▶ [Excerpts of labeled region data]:
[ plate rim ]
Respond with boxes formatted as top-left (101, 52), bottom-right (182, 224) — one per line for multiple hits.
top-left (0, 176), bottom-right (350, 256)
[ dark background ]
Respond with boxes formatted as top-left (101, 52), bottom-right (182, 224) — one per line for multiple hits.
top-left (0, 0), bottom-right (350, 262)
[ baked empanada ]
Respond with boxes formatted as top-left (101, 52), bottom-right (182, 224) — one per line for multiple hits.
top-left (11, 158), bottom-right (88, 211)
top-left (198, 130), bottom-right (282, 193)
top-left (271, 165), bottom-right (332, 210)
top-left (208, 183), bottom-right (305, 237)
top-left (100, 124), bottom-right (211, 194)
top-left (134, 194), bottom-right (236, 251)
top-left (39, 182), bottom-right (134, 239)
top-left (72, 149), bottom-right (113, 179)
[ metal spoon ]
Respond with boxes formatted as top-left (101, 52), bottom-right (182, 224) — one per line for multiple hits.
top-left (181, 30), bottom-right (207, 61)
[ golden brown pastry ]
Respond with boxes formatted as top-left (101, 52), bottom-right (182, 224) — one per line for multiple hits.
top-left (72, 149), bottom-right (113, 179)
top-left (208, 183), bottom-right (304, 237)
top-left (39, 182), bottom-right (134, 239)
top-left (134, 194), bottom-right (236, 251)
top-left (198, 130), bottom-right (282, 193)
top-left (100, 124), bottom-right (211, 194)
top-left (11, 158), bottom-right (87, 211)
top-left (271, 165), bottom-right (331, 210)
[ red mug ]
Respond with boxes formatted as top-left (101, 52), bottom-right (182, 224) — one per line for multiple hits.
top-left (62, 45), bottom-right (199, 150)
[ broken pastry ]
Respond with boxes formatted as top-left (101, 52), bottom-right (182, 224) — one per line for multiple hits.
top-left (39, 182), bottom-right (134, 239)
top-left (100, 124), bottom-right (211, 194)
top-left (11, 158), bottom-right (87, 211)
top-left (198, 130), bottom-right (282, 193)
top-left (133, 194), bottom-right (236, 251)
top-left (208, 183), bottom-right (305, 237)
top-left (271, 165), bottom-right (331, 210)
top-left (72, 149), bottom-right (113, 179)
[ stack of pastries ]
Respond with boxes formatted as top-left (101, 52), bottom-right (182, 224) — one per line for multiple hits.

▶ [Exercise instructions]:
Rewrite all of the lines above, renaming "pastry" to "turnover" everywhere it appears and keeping everything else the same.

▶ [Response]:
[ plate rim ]
Respond with boxes formatted as top-left (101, 52), bottom-right (182, 224) — one per line for multiple hits.
top-left (0, 176), bottom-right (350, 256)
[ dark background ]
Respond with boxes formatted as top-left (101, 52), bottom-right (182, 224) — one per line for multiple hits.
top-left (0, 0), bottom-right (350, 262)
[ baked empanada ]
Respond with boxes formatted as top-left (101, 52), bottom-right (182, 224) — one per line for multiple hits.
top-left (11, 158), bottom-right (88, 211)
top-left (198, 130), bottom-right (282, 193)
top-left (271, 165), bottom-right (332, 210)
top-left (208, 183), bottom-right (305, 237)
top-left (100, 124), bottom-right (211, 194)
top-left (134, 194), bottom-right (236, 251)
top-left (39, 182), bottom-right (134, 239)
top-left (72, 149), bottom-right (113, 179)
[ metal spoon ]
Respond with boxes formatted as top-left (101, 52), bottom-right (182, 224) — one per line for multiple hits.
top-left (181, 30), bottom-right (207, 61)
[ golden brown turnover ]
Respond with boxes formatted as top-left (101, 52), bottom-right (182, 224) — one per line for multiple hits.
top-left (72, 149), bottom-right (113, 179)
top-left (208, 183), bottom-right (304, 237)
top-left (39, 182), bottom-right (134, 239)
top-left (134, 194), bottom-right (236, 251)
top-left (198, 130), bottom-right (282, 193)
top-left (100, 124), bottom-right (211, 194)
top-left (11, 158), bottom-right (87, 211)
top-left (271, 165), bottom-right (331, 210)
[ red mug ]
Respond with boxes formatted as top-left (101, 52), bottom-right (182, 224) — one per line for multiple hits.
top-left (62, 45), bottom-right (199, 150)
[ broken turnover ]
Respond with boxes formatted as top-left (101, 52), bottom-right (182, 224) — one per line for multiple hits.
top-left (39, 182), bottom-right (134, 239)
top-left (100, 124), bottom-right (211, 194)
top-left (11, 158), bottom-right (87, 211)
top-left (198, 130), bottom-right (282, 193)
top-left (133, 194), bottom-right (236, 251)
top-left (208, 183), bottom-right (305, 237)
top-left (271, 165), bottom-right (331, 210)
top-left (72, 149), bottom-right (113, 179)
[ stack of pastries ]
Respond with boxes formatted as top-left (101, 52), bottom-right (182, 224) — one per line for multiple hits.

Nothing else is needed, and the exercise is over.